┌─ Records to use

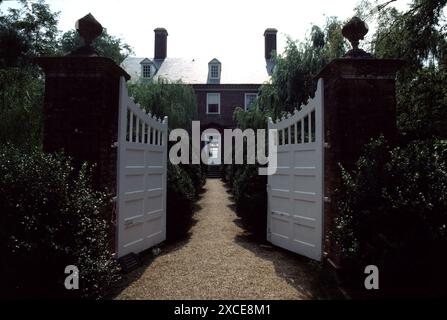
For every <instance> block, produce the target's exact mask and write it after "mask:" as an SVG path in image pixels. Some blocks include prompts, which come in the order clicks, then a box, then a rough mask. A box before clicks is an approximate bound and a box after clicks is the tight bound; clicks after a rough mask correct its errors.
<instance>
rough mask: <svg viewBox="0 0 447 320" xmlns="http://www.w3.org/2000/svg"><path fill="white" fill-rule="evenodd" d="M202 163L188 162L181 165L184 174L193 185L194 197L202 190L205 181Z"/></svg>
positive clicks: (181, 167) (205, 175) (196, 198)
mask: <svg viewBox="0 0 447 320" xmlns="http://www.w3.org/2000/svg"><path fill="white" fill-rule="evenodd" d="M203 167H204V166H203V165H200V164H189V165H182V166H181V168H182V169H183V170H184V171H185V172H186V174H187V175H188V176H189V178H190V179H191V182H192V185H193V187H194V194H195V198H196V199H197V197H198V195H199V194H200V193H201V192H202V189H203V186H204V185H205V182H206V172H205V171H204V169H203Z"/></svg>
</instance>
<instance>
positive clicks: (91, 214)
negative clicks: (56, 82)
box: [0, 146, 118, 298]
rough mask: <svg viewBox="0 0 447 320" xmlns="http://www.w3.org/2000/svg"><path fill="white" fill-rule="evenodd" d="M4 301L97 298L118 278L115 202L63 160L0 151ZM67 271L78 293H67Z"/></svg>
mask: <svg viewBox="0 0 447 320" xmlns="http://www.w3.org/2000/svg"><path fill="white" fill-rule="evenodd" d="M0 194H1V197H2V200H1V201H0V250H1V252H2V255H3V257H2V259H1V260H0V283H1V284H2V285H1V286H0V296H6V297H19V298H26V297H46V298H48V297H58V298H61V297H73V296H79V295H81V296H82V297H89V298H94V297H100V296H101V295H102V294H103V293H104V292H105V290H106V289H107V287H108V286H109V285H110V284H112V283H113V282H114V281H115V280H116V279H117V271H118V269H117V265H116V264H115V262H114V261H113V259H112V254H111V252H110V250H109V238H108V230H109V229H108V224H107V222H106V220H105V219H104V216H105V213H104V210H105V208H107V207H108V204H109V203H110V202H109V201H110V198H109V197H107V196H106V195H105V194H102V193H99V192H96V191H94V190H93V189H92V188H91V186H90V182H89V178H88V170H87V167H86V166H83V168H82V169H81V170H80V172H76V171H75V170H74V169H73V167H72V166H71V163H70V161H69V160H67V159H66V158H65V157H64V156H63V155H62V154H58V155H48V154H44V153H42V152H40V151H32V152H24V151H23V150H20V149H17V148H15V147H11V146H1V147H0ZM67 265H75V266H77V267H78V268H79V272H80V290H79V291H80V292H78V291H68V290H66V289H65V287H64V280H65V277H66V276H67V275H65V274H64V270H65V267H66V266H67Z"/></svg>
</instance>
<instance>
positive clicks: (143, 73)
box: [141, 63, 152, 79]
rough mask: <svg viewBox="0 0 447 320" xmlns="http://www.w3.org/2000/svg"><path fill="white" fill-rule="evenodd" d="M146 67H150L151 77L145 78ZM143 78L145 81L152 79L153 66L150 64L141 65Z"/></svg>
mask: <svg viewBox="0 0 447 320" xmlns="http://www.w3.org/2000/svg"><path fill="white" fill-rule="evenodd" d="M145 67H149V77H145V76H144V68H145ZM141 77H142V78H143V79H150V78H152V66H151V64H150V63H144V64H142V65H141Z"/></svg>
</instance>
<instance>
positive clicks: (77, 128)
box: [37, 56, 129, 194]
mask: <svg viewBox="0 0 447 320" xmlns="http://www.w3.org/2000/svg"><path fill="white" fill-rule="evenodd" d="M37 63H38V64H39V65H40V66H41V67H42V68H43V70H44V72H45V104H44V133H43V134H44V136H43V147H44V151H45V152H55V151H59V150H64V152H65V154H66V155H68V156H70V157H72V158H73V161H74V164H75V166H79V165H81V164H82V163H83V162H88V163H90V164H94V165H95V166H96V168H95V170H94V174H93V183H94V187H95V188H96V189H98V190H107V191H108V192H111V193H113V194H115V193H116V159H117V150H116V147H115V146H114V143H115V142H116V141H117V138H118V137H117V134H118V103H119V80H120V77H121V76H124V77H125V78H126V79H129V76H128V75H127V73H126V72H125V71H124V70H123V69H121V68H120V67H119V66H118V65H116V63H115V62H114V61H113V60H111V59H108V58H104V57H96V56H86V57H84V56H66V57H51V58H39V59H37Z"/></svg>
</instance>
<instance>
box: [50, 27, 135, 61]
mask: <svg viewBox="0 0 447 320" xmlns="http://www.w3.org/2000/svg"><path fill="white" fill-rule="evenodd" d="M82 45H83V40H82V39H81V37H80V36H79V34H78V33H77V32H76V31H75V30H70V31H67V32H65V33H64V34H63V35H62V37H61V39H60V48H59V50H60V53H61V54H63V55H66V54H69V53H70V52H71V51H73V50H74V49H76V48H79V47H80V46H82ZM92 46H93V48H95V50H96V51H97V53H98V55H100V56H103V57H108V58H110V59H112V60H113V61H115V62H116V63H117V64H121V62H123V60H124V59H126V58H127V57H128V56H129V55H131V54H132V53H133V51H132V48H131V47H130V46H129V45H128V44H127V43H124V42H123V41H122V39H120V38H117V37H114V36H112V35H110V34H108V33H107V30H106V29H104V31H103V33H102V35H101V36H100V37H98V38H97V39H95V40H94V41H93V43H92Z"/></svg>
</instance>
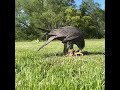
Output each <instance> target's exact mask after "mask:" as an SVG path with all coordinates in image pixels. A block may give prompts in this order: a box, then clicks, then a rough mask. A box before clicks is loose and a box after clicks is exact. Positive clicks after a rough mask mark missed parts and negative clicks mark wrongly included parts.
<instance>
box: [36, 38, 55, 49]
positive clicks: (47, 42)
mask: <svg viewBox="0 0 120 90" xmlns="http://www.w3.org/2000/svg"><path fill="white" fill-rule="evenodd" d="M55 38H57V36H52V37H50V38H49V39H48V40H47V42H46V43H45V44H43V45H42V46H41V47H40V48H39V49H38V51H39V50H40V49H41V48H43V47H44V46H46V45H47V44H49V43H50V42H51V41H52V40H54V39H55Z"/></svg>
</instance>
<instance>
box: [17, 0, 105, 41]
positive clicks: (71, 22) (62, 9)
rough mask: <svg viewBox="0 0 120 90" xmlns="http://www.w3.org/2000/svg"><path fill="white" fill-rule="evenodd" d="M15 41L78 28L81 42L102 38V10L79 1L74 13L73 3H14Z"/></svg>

└─

Each line from the beginning of the entries up to and including the one containing "box: [0, 146, 118, 298]" must be restated exactly. Pictures are to be left out.

For every <instance> block, produce the target's exact mask and write it after "mask:" as an SVG path in image pixels. Some blocks include prompts, which come in the order clicks, then a box, then a rough mask. A box before clicks is an approximate bound and a box after clicks is the tight bound; clicks after a rough mask correct its errors.
<instance>
rough mask: <svg viewBox="0 0 447 320" xmlns="http://www.w3.org/2000/svg"><path fill="white" fill-rule="evenodd" d="M202 163L188 162L181 165L184 174L193 185L194 197L202 190L205 181Z"/></svg>
positive clicks: (181, 167) (205, 175) (196, 198)
mask: <svg viewBox="0 0 447 320" xmlns="http://www.w3.org/2000/svg"><path fill="white" fill-rule="evenodd" d="M203 167H204V166H203V165H200V164H189V165H182V166H181V168H182V169H183V170H184V171H185V172H186V174H187V175H188V176H189V178H190V179H191V182H192V185H193V187H194V194H195V198H196V199H197V197H198V195H199V194H200V193H201V192H202V189H203V186H204V185H205V182H206V172H205V171H204V169H203Z"/></svg>
</instance>
<instance>
positive clicks: (91, 214)
negative clicks: (56, 82)
box: [0, 146, 118, 298]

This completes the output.